Chatbots are not my peers. End of story.

Paul Jaspers
Paul Jaspers
Reply to  Michel
17 hours ago

I am completely aghast and dumbstruck. I wondered for a moment whether this was an April fool’s joke, albeit, a bit late for that. How could anyone possibly result to such a debasement of the integrity of the peer review process by having a so called “AI” (though I question the ‘intelligence’ part of the “I”) review a paper. This is an absolute defilement of intellectual integrity and a shameful state of affairs that we are discussing this here today. I can understand an outsider to philosophy or to academia (the business type, say) looking for a ‘time saver’, as it were, but for a philosopher to look themselves in the mirror after defiling the peer review process in this way is beyond me.

Mike Gregory
Mike Gregory
Reply to  Paul Jaspers
17 hours ago

Sure, but it seems like this moralized take on peer review misses that the majority of reviewers are overworked academics with almost no incentive to write reviews. The amount of uncompensated labor that we are asked to do as academics is insane and we should not be suprised that people are refusing to spend time doing it.

Also, this response assumes that human reviewers are putting thoughful time into producing reviews focussed entirely in truth-seeking through collective inquiry. This is obviously false. Many reveiwers barely read the paper and are often motivated by their own gatekeeping biases that trade more in advancing their conception of what philosophy papers should look like. It is unclear that the process is some sacred practice as you describe it.

We miss the point, and risk strengthening labor inequality in academia, when we pretend that peer review is some holy institution.

Jessie Ewesmont
Jessie Ewesmont
Reply to  Mike Gregory
17 hours ago

I agree reviews are uncompensated labor. If you think it is too much work, you should just say no rather than using an AI. I also agree some reviewers do a sloppy job even if they use AI, and that peer review is not a sacred and unimpeachable process. Still, it strikes me that the flaws of peer review mean we ought to try to make it better in whatever ways we can – by not using AI, and doing our best to set our bias to the side – instead of treating it unseriously. As flawed as it may be, it still determines who gets published, and therefore who gets hired and who gets tenure. These are weighty stakes, so we should do our best as peer reviewers.

Michel
Reply to  Mike Gregory
16 hours ago

Peers are wrong all the time. Peers do a bad job all the time. But they are, at least, peers. A chatbot is not a peer.

I teach 8-11 courses a year. I also referee 20+ items a year. I’m not superhuman, and neither is the effort involved. Not everyone need do so much; but if someone hasn’t got the time, then a simple ‘no’ is preferable to offloading the task onto an RA, a graduate student, an undergraduate, a random stranger, or a chatbot.

Last edited 16 hours ago by Michel
Chicago prof
Chicago prof
Reply to  Mike Gregory
13 hours ago

It should be obvious that peer review is part of the suite of professional duties that make up an academic’s professional life, a part of the system that generates our salaries. Treating it as uncompensated labor is among the delusions of those academics that think of themselves as part of the working, rather than the ruling class. Sure, if you’re an adjunct, no incentive to review. But also no expectation that you will.

= SUPPLIED RECORDS =
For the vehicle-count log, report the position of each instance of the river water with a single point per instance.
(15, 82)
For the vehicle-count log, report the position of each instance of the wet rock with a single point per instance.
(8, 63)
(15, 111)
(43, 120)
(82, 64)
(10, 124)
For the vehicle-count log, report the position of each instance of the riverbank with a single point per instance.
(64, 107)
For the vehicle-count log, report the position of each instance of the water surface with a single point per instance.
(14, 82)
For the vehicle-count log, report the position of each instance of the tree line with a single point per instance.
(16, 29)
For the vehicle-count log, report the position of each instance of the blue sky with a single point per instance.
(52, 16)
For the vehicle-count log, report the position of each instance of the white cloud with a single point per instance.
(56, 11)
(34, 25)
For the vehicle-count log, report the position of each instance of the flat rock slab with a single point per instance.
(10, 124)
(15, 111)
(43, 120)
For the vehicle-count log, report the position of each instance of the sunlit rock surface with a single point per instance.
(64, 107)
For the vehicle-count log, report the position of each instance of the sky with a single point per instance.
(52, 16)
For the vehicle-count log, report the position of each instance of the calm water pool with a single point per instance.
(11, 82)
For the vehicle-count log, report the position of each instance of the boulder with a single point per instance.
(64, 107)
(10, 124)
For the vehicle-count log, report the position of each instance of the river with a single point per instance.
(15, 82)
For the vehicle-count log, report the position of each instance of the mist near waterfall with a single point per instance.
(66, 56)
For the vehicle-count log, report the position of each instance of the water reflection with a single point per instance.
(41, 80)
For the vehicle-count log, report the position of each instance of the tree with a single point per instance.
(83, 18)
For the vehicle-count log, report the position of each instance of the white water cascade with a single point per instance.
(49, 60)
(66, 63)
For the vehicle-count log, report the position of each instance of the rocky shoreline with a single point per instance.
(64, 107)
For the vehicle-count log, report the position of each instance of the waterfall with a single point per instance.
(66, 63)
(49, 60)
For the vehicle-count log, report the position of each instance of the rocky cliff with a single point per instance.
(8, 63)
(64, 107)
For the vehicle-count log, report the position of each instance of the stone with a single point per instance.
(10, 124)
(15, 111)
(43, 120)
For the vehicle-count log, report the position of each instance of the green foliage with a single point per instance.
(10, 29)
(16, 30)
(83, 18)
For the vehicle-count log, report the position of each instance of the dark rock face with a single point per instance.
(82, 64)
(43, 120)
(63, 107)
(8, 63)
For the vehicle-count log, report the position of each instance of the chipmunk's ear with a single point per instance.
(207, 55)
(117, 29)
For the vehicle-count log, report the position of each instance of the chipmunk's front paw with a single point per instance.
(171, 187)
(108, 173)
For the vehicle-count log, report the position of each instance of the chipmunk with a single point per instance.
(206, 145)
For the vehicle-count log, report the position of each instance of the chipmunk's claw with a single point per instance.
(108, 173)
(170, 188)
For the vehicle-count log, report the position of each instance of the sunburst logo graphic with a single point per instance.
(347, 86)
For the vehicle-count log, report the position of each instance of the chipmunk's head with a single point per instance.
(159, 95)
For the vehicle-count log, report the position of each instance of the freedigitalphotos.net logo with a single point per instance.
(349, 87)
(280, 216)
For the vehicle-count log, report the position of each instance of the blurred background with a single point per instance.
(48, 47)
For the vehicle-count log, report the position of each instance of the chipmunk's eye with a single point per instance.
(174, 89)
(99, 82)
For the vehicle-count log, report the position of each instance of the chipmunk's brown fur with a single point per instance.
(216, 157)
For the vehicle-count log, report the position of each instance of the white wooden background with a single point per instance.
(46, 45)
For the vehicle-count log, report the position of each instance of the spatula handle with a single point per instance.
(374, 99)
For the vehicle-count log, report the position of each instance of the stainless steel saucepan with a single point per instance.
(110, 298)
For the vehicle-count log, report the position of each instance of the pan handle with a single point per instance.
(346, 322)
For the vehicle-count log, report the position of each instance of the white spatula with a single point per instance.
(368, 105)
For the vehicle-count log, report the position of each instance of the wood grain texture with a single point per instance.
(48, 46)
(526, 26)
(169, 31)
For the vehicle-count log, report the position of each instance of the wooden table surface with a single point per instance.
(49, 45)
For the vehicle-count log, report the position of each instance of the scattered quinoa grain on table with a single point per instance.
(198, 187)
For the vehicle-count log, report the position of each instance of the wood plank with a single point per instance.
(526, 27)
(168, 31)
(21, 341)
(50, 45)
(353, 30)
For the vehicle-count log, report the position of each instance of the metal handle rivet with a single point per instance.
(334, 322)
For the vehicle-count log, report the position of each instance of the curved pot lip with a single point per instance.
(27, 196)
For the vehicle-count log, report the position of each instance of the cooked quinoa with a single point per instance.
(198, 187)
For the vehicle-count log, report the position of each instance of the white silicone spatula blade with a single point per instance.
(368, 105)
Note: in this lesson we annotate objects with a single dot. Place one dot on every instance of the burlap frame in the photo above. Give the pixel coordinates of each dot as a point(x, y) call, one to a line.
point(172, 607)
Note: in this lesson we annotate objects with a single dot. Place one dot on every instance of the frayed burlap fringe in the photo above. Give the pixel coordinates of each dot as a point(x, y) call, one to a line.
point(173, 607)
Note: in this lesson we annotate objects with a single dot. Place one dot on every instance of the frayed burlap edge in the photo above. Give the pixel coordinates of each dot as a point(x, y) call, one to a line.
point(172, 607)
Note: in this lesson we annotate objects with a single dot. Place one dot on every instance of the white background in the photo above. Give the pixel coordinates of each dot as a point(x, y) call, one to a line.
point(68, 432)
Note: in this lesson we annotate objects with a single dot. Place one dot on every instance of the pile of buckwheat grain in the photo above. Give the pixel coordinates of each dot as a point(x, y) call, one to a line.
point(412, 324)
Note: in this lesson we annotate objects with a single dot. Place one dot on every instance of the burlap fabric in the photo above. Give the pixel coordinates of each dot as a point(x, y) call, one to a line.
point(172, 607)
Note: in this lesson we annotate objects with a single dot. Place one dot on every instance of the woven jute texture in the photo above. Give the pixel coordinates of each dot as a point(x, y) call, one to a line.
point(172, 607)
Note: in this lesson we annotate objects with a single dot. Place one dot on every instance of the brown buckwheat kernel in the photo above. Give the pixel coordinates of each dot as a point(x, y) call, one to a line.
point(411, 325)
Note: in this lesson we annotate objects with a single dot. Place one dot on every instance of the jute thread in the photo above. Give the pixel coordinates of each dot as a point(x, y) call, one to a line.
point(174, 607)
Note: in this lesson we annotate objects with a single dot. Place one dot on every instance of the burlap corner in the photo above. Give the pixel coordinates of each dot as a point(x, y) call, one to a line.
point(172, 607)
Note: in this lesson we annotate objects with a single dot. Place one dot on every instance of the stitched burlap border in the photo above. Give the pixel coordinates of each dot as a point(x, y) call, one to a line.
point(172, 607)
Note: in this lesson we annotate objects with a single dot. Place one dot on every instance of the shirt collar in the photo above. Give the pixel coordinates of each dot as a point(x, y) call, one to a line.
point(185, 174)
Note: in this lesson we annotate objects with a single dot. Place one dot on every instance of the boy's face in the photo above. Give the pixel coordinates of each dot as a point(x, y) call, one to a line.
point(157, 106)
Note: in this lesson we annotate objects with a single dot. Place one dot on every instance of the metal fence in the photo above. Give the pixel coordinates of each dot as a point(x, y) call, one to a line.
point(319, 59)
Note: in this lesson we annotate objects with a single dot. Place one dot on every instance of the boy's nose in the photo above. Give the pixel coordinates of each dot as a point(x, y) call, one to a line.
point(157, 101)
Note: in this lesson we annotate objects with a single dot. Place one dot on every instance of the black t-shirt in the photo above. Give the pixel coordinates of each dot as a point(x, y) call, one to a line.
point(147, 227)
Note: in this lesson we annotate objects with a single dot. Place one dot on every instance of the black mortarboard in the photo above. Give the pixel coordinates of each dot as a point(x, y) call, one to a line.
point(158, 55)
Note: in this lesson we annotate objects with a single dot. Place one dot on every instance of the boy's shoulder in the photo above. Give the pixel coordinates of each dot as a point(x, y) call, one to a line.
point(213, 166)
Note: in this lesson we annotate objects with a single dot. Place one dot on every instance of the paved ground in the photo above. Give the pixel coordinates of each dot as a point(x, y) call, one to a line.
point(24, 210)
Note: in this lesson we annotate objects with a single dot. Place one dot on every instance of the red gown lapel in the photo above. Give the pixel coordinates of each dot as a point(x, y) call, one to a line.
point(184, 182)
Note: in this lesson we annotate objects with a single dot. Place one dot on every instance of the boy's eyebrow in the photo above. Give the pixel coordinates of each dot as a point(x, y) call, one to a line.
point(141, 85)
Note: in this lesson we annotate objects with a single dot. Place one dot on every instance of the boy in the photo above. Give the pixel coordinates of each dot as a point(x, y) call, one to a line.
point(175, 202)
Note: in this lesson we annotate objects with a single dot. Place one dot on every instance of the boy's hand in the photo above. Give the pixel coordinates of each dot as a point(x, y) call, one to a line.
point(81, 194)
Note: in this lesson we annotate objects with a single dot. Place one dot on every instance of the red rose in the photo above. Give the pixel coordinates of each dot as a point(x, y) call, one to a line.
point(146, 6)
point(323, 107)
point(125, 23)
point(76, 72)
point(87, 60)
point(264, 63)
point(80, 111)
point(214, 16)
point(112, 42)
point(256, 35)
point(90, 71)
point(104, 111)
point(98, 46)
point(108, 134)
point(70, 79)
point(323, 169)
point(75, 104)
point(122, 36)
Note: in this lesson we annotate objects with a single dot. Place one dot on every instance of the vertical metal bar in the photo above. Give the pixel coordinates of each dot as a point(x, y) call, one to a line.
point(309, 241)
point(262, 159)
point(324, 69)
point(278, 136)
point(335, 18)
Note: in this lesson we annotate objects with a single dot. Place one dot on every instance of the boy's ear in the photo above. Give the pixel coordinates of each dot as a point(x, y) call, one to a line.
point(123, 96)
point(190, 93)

==

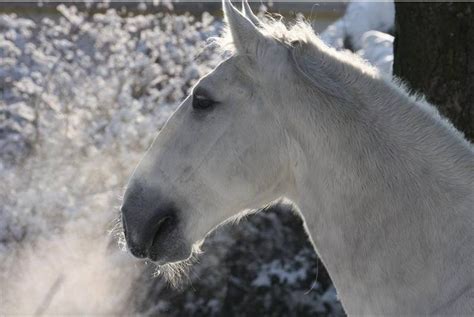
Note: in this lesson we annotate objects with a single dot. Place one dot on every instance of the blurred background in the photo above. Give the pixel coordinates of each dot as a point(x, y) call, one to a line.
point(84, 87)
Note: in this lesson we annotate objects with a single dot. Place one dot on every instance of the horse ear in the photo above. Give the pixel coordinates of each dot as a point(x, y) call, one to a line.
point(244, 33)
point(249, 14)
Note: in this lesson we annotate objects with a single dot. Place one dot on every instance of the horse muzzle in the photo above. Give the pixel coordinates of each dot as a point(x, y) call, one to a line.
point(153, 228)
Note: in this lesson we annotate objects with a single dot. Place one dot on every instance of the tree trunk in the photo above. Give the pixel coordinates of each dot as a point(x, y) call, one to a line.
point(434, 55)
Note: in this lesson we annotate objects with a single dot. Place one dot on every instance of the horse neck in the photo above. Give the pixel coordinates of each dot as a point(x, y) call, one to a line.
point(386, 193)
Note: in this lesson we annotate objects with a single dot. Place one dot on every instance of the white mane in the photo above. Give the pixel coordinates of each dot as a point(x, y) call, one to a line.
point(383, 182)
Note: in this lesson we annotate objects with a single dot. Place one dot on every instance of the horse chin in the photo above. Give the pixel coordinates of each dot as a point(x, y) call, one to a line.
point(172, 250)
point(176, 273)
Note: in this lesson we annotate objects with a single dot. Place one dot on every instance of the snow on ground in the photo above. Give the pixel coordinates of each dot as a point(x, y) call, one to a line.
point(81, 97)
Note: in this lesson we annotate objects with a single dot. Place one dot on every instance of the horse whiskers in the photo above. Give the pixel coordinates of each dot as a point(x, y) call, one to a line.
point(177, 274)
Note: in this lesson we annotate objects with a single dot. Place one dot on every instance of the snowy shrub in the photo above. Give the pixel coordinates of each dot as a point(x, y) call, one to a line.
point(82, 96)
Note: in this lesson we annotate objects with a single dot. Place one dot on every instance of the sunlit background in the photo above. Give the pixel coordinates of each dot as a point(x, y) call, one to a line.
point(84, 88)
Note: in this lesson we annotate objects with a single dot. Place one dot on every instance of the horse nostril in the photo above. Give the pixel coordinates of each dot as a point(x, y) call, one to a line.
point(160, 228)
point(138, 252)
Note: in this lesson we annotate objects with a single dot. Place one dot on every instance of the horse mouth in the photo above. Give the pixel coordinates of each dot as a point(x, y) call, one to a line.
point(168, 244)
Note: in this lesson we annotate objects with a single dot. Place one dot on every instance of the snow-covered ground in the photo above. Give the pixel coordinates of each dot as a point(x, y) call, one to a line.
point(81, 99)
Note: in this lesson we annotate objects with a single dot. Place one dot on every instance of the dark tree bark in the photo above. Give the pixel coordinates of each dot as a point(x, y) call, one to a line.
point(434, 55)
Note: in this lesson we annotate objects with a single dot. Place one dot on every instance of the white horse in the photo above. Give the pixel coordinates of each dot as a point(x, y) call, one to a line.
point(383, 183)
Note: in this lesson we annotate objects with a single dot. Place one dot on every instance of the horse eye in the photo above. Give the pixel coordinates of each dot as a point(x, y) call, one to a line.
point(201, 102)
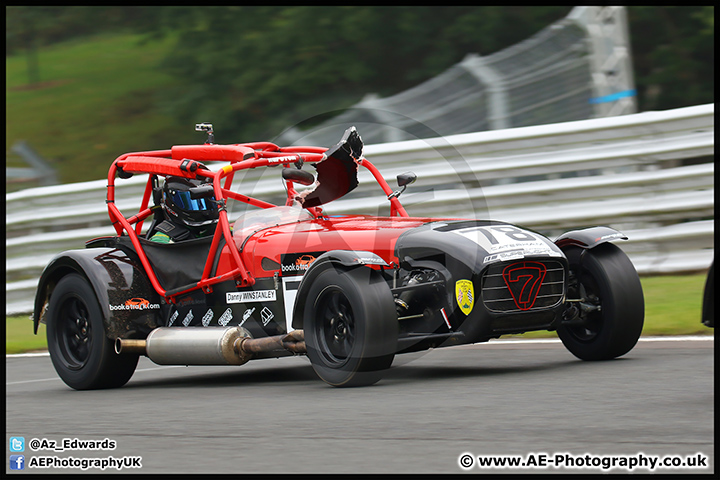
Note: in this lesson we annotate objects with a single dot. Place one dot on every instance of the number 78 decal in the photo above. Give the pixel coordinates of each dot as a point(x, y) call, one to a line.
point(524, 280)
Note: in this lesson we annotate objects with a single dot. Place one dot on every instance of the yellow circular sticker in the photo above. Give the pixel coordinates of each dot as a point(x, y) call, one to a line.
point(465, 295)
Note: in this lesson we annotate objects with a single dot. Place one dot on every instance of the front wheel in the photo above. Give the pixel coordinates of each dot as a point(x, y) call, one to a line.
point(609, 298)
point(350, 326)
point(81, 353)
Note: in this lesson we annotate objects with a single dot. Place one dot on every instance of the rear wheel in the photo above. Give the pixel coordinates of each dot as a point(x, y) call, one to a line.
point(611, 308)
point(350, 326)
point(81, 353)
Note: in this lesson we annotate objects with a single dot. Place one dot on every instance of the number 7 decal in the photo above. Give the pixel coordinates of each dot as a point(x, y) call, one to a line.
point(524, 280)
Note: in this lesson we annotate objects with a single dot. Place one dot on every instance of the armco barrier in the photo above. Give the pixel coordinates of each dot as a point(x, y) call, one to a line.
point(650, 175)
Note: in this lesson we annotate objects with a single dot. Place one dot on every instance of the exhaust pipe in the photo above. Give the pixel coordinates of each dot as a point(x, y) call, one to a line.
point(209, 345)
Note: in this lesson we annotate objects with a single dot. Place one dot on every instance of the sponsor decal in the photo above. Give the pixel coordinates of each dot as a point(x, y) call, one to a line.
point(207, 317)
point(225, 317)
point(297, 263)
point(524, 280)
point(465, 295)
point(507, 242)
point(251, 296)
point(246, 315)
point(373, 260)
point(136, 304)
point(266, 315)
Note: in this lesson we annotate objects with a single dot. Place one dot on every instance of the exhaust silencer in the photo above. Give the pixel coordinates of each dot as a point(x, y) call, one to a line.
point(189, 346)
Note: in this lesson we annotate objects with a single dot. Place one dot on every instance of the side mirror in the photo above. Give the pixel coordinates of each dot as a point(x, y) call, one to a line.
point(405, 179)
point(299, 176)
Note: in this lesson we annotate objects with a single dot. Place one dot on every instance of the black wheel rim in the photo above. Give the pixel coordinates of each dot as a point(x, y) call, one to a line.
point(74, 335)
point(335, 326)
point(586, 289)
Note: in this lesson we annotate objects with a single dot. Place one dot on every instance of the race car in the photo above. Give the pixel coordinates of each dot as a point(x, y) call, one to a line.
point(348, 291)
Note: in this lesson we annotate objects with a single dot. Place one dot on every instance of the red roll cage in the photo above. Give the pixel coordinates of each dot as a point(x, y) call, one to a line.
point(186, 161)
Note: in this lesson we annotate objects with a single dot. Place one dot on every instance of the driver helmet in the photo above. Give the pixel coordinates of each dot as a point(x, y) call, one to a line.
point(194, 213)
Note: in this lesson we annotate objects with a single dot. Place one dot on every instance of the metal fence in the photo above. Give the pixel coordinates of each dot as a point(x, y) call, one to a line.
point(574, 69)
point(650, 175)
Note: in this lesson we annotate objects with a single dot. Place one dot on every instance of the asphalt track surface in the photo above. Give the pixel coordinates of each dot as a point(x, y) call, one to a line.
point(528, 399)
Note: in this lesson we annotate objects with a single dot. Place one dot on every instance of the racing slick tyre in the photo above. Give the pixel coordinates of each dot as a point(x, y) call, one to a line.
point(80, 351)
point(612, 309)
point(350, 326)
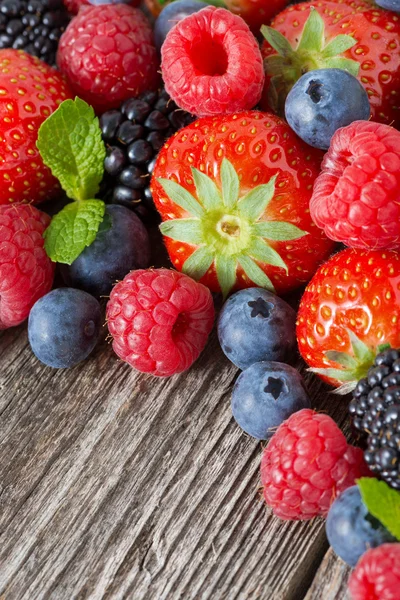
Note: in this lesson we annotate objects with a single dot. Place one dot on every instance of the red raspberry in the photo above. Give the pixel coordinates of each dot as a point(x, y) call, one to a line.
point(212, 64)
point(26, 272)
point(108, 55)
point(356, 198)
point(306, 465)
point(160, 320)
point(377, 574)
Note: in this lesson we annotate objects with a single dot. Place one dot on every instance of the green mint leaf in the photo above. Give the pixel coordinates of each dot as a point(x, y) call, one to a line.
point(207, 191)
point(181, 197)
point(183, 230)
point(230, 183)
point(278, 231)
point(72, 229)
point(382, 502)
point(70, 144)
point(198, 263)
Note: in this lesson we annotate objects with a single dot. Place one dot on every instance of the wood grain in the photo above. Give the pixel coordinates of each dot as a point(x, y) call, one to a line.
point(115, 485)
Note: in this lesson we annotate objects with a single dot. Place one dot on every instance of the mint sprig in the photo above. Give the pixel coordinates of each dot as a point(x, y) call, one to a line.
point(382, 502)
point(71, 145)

= ACTIVITY LIST =
[a] In the peer review comment thread, how many courses a year does Michel say he teaches?
[b] From the peer review comment thread, list everything Michel names as something a referee should not offload the task onto.
[c] Please continue the peer review comment thread from the point where it stops.
The records were taken from a different source than the text.

= ANSWERS IN ORDER =
[a] 8-11 courses a year.

[b] An RA, a graduate student, an undergraduate, a random stranger, and a chatbot.

[c]
R.R. Urmason
R.R. Urmason
17 hours ago

Here is a sound argument. There are two premises. One states an obligation; the other is an empirical claim. The conclusion is that in a frequent subset of cases where one agrees to peer review an article, one ought to employ an AI.

Premise 1 (The Obligation Principle): In every case where one agrees to peer review an article, one ought to employ the most reliable means available for identifying errors in that article.
Premise 2 (The Empirical Claim): In a frequent subset of cases, employing an AI constitutes the most reliable means available for identifying errors in an article.
Conclusion: Therefore, in a frequent subset of cases where one agrees to peer review an article, one ought to employ an AI.

R.R. Urmason
R.R. Urmason
Reply to  Justin Weinberg
16 hours ago

Fair enough Justin. I have revised accordingly. Can we agree that this revised argument is now sound?

Urmason’s Argument (Revised):
Premise 1* (The Obligation Principle): In every case where one agrees to peer review an article, one ought to employ the most reliable journal-compliant means available for identifying errors in that article.
Premise 2* (The Empirical Claim): In a subset of cases, employing an AI constitutes the most reliable journal-compliant means available for identifying errors in an article.
Conclusion*: Therefore, in a subset of cases where one agrees to peer review an article, one ought to employ an AI.

Brian Weatherson
Brian Weatherson
Reply to  R.R. Urmason
16 hours ago

This still feels like it doesn’t address the policy question. Compare this argument

  1. In some cases, the best outcome will come from driving as fast as you can without crashing (e.g., if there is a medical emergency, and you need to get a passenger to a hospital, or if you’re a really safe driver, and doing 90mph means you’ll be there for first pitch of your kid’s game).
  2. Therefore, there should not be a policy of banning people driving as fast as they safely can; we should have no speed limits just the autobahn policy of “Be Safe”.

That’s clearly a bad argument. The right *policy* might tell people to do something suboptimal in some cases, because if we set the policy for unusual cases like this, too many people who should be following the sensible policy would not.

It’s at least coherent to believe

A. Some reviews would be improved by AI. (As you say below, that’s not plausible if AI use is mindless cut-and-pasting, but it is a bit more plausible if it involves using the AI as a double check.)
B. If journals allowed AI, the average review quality would go down (perhaps because too many people would slip from ‘double check’ to ‘just write it for me’.)

That’s one reason the policy question is central.

(The confidentiality question is separate, but I kind of think that’s orthogonal to the AI question. Using cloud storage to move a review file between devices raises confidentiality risks, using an on-device AI does not.)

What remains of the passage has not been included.